• **TASK TO COMPLETE**: Please identify each line in the records below that contains the word "mountain", and copy those lines out.

(Data entries)

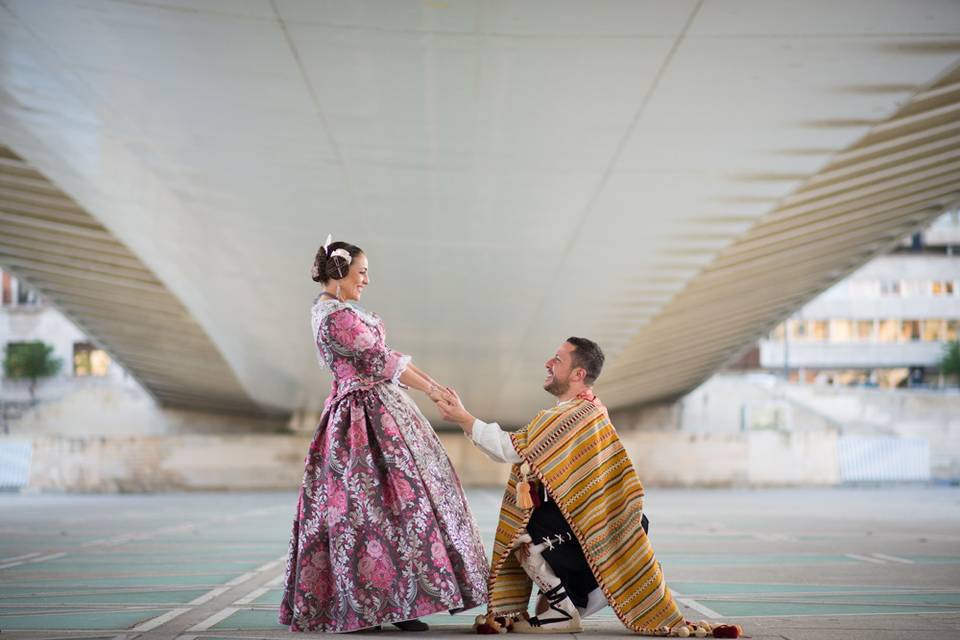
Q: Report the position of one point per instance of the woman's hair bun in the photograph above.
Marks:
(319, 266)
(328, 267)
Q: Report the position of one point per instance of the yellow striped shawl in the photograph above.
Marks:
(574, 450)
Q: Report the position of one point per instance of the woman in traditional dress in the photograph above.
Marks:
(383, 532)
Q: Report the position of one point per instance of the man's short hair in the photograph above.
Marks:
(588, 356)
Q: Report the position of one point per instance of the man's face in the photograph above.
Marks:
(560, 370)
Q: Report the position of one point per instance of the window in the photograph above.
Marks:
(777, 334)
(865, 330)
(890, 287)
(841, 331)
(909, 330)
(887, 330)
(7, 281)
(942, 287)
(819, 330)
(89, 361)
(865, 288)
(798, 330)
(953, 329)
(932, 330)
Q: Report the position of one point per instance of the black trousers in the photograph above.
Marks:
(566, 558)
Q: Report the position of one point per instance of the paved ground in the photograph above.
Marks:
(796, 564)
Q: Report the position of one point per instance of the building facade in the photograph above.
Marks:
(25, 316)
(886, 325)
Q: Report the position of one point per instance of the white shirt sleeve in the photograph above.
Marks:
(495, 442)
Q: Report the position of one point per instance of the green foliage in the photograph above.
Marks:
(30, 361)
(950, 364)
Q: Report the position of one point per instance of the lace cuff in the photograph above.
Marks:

---

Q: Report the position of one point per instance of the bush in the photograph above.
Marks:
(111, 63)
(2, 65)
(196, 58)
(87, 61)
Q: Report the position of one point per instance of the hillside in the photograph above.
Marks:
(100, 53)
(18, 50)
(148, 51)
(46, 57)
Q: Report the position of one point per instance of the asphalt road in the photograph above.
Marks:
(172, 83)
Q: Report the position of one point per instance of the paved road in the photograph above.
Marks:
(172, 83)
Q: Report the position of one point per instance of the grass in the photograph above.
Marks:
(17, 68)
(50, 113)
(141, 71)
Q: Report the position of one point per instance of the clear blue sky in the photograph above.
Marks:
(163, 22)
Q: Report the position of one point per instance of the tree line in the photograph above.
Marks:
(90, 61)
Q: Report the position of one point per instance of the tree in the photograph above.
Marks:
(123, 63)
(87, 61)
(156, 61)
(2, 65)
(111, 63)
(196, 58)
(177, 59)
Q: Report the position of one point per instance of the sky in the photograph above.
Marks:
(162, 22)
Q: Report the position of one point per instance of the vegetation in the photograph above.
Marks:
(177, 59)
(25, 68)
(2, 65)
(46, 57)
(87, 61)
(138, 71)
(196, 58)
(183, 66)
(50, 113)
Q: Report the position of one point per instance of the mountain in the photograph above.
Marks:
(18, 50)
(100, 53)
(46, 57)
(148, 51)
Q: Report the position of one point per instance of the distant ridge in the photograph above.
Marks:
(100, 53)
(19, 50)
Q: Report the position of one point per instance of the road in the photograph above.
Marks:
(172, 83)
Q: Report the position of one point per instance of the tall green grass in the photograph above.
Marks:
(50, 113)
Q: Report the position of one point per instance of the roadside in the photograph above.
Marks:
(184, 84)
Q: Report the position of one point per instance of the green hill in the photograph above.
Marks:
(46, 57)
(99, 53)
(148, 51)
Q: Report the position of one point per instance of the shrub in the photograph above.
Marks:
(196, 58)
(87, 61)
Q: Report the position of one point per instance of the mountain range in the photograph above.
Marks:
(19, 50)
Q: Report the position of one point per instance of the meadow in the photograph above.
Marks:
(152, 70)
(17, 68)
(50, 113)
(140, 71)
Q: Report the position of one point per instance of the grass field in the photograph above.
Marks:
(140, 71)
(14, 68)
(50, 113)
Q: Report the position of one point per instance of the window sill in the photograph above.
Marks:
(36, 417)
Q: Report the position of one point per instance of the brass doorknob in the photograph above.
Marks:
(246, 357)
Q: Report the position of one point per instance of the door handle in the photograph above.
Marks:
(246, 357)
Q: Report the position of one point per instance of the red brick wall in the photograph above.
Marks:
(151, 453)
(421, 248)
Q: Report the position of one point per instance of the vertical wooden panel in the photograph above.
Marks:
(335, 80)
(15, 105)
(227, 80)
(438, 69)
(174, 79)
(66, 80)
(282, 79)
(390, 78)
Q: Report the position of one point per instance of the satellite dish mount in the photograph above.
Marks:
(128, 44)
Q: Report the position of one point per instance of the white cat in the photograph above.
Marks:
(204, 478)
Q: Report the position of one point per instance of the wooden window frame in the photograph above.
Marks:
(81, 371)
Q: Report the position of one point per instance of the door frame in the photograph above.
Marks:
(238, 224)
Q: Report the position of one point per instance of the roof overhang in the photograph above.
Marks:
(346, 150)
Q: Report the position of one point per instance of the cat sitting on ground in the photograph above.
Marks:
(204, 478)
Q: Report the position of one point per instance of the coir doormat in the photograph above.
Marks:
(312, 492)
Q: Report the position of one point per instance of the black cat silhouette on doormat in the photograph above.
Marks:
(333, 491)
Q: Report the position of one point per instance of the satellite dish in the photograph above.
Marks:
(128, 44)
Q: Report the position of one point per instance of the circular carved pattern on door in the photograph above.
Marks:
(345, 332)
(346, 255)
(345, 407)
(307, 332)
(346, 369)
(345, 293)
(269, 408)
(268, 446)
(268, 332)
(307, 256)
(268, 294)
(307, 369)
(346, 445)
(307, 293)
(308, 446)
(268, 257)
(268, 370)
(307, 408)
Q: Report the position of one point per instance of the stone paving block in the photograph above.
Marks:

• **EXPECTED OUTPUT**:
Q: Report the position of one point per instance of the mountain in the photograph above.
Q: Report the position of one point per instance of the mountain range in the photograph above.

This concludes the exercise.